• Activity
In the material below, find the line with "Category: truck windshield" and the line with "pixel 273 219", then output those two lines and every line between them, exactly.
--- Task data Enclosed Below ---
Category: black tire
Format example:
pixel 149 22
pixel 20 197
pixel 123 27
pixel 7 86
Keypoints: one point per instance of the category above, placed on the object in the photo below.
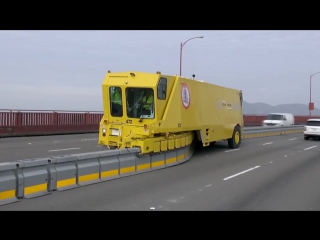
pixel 235 141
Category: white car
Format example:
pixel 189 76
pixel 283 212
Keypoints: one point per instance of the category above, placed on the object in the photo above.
pixel 312 129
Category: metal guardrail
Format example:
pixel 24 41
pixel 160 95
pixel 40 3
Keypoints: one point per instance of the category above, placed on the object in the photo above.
pixel 37 177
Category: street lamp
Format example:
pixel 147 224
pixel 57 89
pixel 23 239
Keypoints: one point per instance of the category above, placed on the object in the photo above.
pixel 181 46
pixel 311 106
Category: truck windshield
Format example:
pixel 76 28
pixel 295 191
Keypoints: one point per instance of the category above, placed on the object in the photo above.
pixel 140 102
pixel 115 94
pixel 274 117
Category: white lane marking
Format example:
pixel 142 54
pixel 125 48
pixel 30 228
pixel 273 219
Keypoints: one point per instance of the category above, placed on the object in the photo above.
pixel 241 173
pixel 310 148
pixel 232 150
pixel 57 150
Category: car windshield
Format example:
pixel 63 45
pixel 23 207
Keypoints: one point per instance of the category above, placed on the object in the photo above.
pixel 313 123
pixel 140 102
pixel 274 117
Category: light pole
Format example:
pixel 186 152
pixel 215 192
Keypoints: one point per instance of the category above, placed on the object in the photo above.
pixel 310 105
pixel 181 46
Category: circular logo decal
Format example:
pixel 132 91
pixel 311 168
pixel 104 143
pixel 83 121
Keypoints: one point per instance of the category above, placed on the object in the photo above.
pixel 185 96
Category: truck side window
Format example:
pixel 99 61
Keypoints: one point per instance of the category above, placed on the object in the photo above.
pixel 162 88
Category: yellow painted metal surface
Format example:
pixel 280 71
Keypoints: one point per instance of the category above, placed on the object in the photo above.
pixel 182 110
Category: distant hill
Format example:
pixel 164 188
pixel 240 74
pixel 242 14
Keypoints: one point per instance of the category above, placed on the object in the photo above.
pixel 264 108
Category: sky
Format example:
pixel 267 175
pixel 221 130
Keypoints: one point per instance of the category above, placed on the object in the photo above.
pixel 64 70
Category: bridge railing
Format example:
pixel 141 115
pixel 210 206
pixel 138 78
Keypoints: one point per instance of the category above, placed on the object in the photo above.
pixel 47 122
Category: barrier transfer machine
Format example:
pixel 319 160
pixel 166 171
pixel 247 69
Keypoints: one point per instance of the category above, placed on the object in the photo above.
pixel 158 113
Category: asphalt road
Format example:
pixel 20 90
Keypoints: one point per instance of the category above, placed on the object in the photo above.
pixel 272 173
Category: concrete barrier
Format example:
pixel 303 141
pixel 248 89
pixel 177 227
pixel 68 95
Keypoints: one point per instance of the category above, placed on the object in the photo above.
pixel 171 158
pixel 35 176
pixel 181 152
pixel 8 182
pixel 88 167
pixel 127 160
pixel 143 163
pixel 65 172
pixel 158 160
pixel 109 165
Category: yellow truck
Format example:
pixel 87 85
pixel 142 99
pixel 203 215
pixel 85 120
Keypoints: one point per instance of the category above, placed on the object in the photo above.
pixel 158 113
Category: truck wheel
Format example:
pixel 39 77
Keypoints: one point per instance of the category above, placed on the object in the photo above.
pixel 235 141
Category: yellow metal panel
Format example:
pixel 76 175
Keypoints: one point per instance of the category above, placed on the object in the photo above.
pixel 7 194
pixel 171 160
pixel 177 142
pixel 156 147
pixel 157 164
pixel 164 145
pixel 171 144
pixel 183 141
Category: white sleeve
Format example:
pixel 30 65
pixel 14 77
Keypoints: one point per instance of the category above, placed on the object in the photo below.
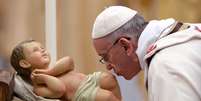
pixel 173 79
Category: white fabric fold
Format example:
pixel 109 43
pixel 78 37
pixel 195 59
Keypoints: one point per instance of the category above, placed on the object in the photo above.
pixel 25 91
pixel 150 34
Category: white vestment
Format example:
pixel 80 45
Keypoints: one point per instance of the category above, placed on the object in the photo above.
pixel 174 73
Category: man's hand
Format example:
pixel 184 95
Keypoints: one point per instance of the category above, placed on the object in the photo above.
pixel 42 71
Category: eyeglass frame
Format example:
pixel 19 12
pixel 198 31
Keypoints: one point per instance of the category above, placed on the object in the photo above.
pixel 102 60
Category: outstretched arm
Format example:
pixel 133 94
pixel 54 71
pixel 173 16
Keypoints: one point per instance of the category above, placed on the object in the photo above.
pixel 63 65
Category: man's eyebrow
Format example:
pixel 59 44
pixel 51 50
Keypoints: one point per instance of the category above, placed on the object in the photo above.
pixel 101 54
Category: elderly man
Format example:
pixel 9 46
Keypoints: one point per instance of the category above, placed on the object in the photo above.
pixel 168 51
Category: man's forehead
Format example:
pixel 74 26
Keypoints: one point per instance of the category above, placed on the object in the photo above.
pixel 31 44
pixel 101 45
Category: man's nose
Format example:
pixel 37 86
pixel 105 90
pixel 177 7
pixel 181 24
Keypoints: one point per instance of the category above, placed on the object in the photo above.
pixel 109 66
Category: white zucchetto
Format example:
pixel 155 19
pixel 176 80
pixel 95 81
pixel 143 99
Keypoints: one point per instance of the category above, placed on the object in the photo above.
pixel 111 19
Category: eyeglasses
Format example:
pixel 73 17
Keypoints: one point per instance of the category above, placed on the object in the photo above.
pixel 104 58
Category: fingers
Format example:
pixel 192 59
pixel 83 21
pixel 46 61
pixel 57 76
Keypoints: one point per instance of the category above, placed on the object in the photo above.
pixel 40 71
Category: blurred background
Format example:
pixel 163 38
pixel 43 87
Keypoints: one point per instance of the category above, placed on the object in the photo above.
pixel 68 32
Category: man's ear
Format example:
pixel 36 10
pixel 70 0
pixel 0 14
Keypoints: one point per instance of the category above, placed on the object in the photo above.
pixel 127 45
pixel 24 64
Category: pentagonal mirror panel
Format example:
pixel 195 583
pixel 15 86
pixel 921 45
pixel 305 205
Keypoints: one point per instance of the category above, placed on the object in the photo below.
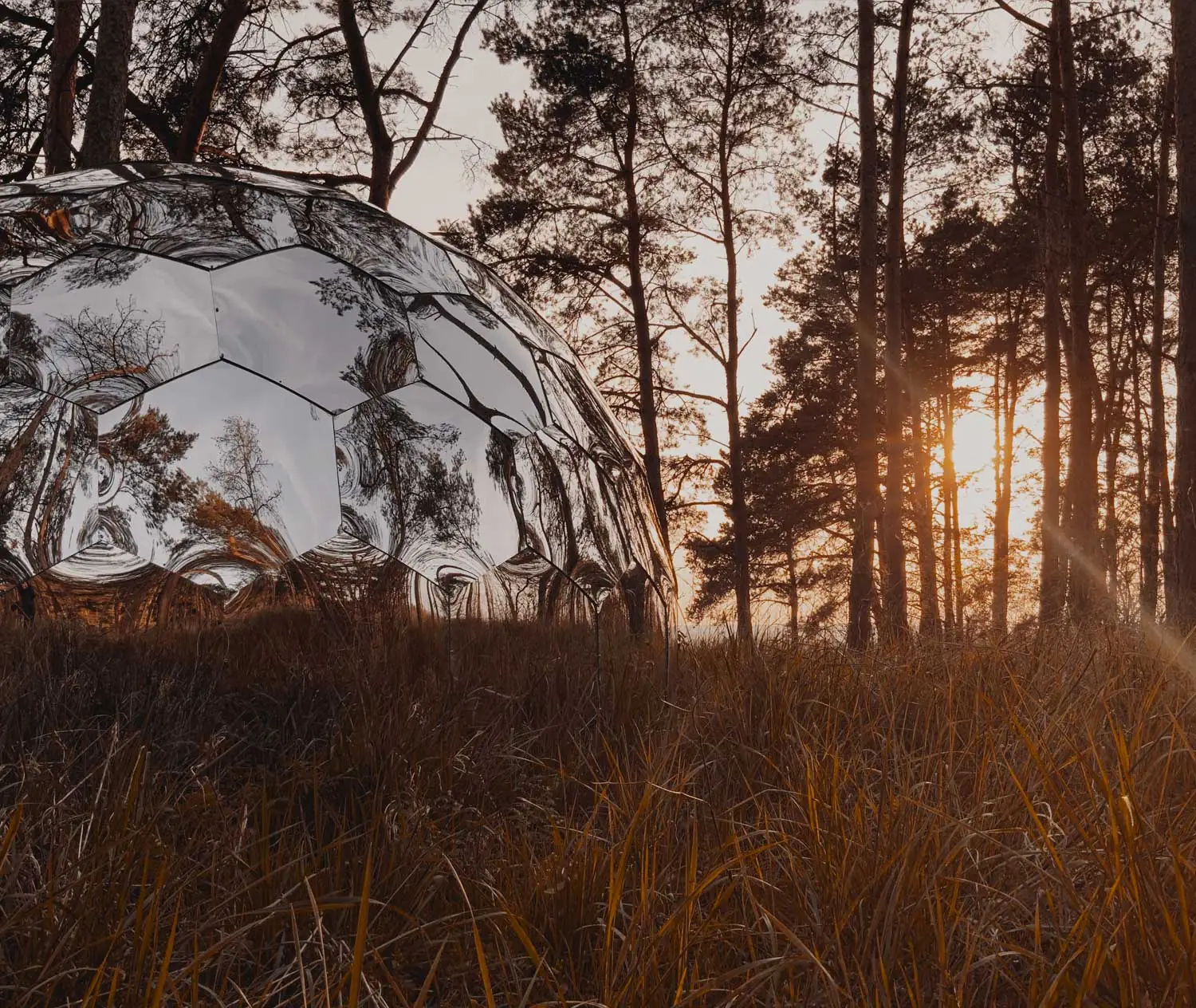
pixel 107 325
pixel 203 224
pixel 220 475
pixel 50 481
pixel 498 297
pixel 316 325
pixel 573 510
pixel 469 354
pixel 430 483
pixel 36 234
pixel 380 246
pixel 578 407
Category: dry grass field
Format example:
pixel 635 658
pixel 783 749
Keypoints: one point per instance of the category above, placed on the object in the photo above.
pixel 296 809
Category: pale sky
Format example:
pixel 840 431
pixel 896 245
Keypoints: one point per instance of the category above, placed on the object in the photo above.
pixel 447 177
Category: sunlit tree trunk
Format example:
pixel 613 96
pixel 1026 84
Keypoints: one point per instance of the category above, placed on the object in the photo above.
pixel 1005 416
pixel 791 572
pixel 892 541
pixel 930 620
pixel 1183 22
pixel 1157 522
pixel 859 628
pixel 1052 585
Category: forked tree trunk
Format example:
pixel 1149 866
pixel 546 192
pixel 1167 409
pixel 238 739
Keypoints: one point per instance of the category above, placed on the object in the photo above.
pixel 1085 433
pixel 1183 22
pixel 207 81
pixel 61 93
pixel 867 490
pixel 892 541
pixel 110 84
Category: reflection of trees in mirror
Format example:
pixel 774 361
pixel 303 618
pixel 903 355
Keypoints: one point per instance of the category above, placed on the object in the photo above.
pixel 120 351
pixel 415 474
pixel 389 360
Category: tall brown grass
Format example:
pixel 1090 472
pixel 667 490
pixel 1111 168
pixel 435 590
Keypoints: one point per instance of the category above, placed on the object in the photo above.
pixel 303 809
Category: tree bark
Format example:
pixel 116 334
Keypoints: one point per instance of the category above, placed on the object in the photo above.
pixel 110 84
pixel 61 93
pixel 382 145
pixel 930 620
pixel 892 541
pixel 1052 585
pixel 739 517
pixel 207 81
pixel 1157 524
pixel 1183 26
pixel 860 598
pixel 1005 413
pixel 1084 397
pixel 638 292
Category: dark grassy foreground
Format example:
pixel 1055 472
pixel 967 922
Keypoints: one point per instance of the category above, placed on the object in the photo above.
pixel 293 811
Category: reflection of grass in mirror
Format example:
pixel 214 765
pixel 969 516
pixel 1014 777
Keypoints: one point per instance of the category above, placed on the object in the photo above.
pixel 195 817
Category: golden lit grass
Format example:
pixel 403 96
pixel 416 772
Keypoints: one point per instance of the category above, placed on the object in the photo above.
pixel 296 811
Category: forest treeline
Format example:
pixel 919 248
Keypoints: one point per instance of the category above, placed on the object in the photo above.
pixel 1004 219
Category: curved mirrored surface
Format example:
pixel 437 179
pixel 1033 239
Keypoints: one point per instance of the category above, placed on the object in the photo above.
pixel 328 332
pixel 50 481
pixel 220 475
pixel 107 325
pixel 222 390
pixel 430 483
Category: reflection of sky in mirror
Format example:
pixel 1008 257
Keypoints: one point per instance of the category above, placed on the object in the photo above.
pixel 294 478
pixel 466 353
pixel 303 320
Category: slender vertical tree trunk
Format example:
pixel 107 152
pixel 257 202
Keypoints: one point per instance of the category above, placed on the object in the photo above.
pixel 923 522
pixel 207 81
pixel 739 515
pixel 867 493
pixel 1052 585
pixel 892 541
pixel 1147 591
pixel 382 144
pixel 1183 26
pixel 110 84
pixel 1005 413
pixel 60 96
pixel 791 572
pixel 638 292
pixel 1084 397
pixel 1157 525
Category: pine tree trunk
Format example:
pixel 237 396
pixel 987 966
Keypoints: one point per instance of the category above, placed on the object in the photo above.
pixel 60 96
pixel 1052 585
pixel 207 81
pixel 639 298
pixel 1005 414
pixel 923 522
pixel 867 492
pixel 1183 22
pixel 892 541
pixel 1157 517
pixel 791 572
pixel 110 85
pixel 1084 397
pixel 951 573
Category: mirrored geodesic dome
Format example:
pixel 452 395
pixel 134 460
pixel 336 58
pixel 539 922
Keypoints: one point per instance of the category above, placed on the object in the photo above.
pixel 219 388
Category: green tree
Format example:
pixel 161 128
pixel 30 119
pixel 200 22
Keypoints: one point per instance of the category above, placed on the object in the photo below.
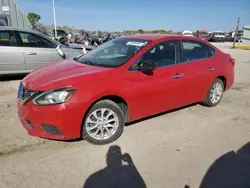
pixel 33 18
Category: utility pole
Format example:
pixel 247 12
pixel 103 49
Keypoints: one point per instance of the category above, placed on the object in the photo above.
pixel 236 31
pixel 54 13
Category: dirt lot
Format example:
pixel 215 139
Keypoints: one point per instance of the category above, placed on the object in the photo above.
pixel 171 150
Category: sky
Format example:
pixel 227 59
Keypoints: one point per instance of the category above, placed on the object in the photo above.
pixel 119 15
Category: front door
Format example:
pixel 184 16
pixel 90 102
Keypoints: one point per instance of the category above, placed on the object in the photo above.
pixel 11 57
pixel 37 50
pixel 197 68
pixel 160 90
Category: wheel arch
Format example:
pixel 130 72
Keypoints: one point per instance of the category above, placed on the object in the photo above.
pixel 224 80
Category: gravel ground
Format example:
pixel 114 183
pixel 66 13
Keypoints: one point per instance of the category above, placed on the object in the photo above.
pixel 171 150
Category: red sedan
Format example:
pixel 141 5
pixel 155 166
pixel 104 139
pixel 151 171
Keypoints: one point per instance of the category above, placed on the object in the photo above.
pixel 123 80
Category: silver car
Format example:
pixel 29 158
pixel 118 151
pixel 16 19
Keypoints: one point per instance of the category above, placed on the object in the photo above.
pixel 24 50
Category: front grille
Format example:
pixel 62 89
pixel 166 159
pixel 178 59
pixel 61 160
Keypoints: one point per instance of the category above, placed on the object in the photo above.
pixel 50 129
pixel 25 95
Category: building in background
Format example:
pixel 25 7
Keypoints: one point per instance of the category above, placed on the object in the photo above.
pixel 12 15
pixel 246 35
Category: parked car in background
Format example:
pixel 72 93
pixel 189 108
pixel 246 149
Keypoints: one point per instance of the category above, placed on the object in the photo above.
pixel 218 36
pixel 188 33
pixel 231 36
pixel 210 34
pixel 202 34
pixel 123 80
pixel 24 50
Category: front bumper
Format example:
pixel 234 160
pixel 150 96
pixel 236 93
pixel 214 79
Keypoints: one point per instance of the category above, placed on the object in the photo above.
pixel 59 122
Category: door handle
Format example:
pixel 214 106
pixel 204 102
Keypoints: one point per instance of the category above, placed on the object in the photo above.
pixel 31 53
pixel 211 69
pixel 178 76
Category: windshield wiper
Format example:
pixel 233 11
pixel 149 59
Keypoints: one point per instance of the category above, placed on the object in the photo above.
pixel 85 62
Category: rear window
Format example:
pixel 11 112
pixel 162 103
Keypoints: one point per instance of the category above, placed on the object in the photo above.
pixel 7 39
pixel 211 51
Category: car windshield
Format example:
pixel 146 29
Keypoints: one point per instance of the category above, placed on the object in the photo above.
pixel 113 53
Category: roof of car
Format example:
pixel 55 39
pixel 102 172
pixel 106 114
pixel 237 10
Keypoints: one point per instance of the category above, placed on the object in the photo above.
pixel 17 29
pixel 153 37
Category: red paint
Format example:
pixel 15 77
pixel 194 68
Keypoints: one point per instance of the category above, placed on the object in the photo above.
pixel 202 34
pixel 144 95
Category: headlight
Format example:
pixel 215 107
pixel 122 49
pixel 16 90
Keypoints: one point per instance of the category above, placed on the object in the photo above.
pixel 54 97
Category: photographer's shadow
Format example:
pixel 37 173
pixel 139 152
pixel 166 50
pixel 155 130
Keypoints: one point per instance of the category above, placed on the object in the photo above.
pixel 120 172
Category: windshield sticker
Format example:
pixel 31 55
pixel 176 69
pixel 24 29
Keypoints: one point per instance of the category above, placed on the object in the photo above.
pixel 133 43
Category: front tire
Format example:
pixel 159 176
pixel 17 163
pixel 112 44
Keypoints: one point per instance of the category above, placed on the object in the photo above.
pixel 103 123
pixel 215 93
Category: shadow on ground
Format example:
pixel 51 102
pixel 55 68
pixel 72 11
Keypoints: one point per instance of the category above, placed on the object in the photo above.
pixel 232 170
pixel 120 172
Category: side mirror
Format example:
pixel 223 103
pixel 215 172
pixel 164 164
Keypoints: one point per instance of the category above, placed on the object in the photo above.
pixel 60 51
pixel 146 65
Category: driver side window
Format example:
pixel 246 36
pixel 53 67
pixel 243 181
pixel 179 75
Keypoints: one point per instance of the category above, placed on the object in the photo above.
pixel 163 54
pixel 34 41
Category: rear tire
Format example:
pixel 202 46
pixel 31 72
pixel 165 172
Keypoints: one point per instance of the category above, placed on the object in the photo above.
pixel 215 93
pixel 103 123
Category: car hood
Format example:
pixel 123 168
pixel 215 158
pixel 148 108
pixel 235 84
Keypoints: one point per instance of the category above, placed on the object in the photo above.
pixel 219 35
pixel 64 73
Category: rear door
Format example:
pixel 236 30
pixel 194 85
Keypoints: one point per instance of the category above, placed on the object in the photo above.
pixel 11 57
pixel 160 90
pixel 197 68
pixel 37 50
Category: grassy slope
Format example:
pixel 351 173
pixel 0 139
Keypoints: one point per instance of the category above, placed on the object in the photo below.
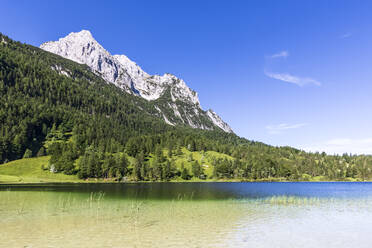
pixel 204 158
pixel 29 170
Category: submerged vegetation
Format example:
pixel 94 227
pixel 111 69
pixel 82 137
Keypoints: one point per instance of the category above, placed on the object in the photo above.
pixel 91 129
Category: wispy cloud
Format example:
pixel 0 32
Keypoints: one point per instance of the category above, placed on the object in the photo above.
pixel 343 145
pixel 276 129
pixel 346 35
pixel 282 54
pixel 286 77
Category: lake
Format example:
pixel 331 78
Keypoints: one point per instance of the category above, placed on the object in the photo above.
pixel 186 215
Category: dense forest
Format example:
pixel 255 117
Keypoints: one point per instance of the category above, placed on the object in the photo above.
pixel 53 106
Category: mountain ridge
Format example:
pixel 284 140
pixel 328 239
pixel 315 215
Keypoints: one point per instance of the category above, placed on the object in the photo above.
pixel 182 105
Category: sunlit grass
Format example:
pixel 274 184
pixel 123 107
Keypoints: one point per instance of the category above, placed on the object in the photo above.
pixel 30 170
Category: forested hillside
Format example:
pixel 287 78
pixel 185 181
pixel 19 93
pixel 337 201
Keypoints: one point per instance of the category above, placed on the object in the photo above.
pixel 53 106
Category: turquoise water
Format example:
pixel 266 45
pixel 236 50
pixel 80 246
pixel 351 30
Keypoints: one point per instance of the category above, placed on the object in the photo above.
pixel 186 215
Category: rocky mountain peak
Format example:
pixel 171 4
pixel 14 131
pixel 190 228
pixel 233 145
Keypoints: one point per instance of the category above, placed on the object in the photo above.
pixel 183 107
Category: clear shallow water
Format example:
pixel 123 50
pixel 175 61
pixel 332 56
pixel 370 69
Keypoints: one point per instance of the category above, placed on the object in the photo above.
pixel 186 215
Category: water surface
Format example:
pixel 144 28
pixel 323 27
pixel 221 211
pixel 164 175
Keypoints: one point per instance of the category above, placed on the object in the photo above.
pixel 186 215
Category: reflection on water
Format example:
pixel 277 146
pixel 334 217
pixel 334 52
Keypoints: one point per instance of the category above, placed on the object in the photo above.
pixel 187 215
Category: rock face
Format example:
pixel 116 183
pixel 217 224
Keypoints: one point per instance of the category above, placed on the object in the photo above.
pixel 174 101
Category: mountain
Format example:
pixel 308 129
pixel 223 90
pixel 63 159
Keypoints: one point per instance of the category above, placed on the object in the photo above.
pixel 50 105
pixel 173 100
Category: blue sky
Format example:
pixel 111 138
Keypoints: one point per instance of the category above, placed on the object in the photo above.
pixel 292 73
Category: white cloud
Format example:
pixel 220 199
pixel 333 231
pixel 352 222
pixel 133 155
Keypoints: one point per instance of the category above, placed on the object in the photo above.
pixel 343 145
pixel 346 35
pixel 276 129
pixel 282 54
pixel 286 77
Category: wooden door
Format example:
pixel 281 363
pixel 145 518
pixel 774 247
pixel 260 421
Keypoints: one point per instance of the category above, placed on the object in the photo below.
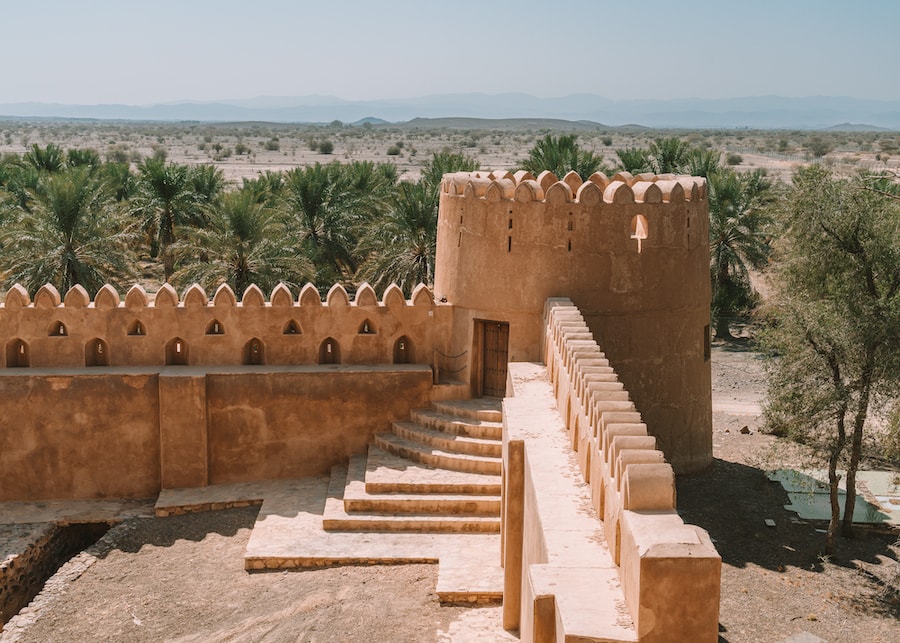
pixel 494 347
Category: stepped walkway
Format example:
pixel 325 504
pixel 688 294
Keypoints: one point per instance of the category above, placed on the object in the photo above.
pixel 428 491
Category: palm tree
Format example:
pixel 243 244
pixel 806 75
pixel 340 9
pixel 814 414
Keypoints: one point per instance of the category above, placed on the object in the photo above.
pixel 326 211
pixel 738 240
pixel 634 160
pixel 49 159
pixel 266 188
pixel 165 199
pixel 244 243
pixel 442 163
pixel 207 182
pixel 699 162
pixel 401 246
pixel 560 155
pixel 72 233
pixel 668 155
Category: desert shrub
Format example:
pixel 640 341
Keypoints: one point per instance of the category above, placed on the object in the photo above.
pixel 118 154
pixel 819 147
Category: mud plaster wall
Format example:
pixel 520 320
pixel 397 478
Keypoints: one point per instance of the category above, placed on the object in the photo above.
pixel 129 434
pixel 507 243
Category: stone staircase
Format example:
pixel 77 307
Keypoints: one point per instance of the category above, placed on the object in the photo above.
pixel 437 473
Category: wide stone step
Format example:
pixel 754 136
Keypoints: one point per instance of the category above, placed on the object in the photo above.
pixel 482 408
pixel 389 473
pixel 336 517
pixel 458 425
pixel 448 442
pixel 357 499
pixel 418 452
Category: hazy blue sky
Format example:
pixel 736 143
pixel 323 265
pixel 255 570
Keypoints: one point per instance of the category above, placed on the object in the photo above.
pixel 148 51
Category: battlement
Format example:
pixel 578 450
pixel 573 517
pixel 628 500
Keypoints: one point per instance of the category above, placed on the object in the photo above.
pixel 74 331
pixel 623 188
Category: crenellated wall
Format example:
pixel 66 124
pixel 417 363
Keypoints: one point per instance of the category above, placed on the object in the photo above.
pixel 632 253
pixel 569 575
pixel 75 331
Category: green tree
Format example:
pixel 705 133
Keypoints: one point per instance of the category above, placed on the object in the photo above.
pixel 48 159
pixel 266 188
pixel 244 242
pixel 400 247
pixel 72 233
pixel 836 322
pixel 634 160
pixel 165 200
pixel 700 162
pixel 669 155
pixel 207 182
pixel 83 158
pixel 445 162
pixel 561 155
pixel 327 212
pixel 738 241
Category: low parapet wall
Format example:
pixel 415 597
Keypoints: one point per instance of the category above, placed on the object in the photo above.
pixel 592 544
pixel 131 431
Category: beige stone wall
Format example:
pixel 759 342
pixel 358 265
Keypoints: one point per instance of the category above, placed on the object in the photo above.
pixel 507 243
pixel 669 571
pixel 65 434
pixel 69 433
pixel 90 408
pixel 76 331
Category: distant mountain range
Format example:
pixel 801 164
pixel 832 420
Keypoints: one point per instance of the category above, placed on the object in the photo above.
pixel 759 112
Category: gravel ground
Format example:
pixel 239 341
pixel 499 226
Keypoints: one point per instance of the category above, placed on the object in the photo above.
pixel 182 578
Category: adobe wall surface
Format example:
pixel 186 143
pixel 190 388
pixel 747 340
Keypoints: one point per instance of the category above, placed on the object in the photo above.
pixel 95 400
pixel 590 531
pixel 65 331
pixel 72 433
pixel 507 243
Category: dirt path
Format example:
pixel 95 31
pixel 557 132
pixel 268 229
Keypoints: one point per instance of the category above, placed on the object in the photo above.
pixel 182 579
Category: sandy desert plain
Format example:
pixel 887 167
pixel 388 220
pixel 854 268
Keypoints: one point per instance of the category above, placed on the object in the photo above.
pixel 246 150
pixel 182 578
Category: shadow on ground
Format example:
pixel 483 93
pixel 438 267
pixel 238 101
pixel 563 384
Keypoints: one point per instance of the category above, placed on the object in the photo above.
pixel 137 533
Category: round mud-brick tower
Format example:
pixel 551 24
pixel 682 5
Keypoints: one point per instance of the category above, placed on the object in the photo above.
pixel 632 252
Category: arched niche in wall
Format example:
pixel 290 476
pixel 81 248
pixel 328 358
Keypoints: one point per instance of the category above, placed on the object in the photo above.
pixel 96 353
pixel 177 352
pixel 57 329
pixel 215 327
pixel 640 230
pixel 329 351
pixel 254 352
pixel 18 354
pixel 403 351
pixel 137 328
--- End of Enclosed Task data ---
• Task result
Category: truck windshield
Format example:
pixel 76 28
pixel 295 191
Keypoints: one point per instance of the category above, placed on the object in the photo above.
pixel 140 102
pixel 115 94
pixel 274 117
Category: white lane marking
Format example:
pixel 142 54
pixel 125 48
pixel 30 228
pixel 273 219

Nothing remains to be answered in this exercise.